**WHAT TO PRODUCE**
Report every line of the records that contains the word "snow", treating case as significant.

++++++++

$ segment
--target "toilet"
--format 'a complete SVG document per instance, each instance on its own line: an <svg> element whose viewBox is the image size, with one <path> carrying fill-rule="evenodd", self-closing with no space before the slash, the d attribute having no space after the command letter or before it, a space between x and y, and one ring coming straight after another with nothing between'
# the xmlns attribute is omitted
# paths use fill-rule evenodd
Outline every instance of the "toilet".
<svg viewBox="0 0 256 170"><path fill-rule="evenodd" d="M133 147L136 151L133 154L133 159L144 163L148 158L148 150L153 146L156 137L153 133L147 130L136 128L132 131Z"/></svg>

++++++++

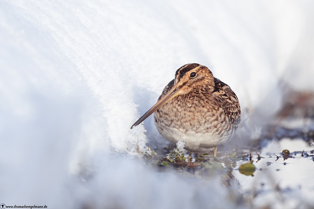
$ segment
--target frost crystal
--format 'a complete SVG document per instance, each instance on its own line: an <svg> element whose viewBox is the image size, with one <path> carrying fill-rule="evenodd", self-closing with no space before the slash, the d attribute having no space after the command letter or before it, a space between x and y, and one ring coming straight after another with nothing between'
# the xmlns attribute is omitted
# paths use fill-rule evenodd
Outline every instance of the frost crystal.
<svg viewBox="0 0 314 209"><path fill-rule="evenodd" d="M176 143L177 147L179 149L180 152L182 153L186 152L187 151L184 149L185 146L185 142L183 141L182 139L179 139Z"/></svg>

++++++++

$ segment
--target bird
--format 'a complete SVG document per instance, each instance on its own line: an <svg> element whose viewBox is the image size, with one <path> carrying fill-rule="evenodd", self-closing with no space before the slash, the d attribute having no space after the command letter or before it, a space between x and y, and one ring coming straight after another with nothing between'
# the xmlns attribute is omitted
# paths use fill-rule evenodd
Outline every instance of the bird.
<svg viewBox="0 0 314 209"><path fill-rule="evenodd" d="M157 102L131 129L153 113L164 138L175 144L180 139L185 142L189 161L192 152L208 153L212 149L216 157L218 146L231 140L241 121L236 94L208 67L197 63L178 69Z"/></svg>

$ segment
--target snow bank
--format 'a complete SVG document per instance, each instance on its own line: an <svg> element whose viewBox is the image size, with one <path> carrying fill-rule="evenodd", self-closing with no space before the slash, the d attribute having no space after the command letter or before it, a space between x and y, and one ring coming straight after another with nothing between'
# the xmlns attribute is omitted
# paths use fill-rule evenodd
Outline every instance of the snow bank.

++++++++

**EXERCISE ANSWER**
--target snow bank
Outline every instance of the snow bank.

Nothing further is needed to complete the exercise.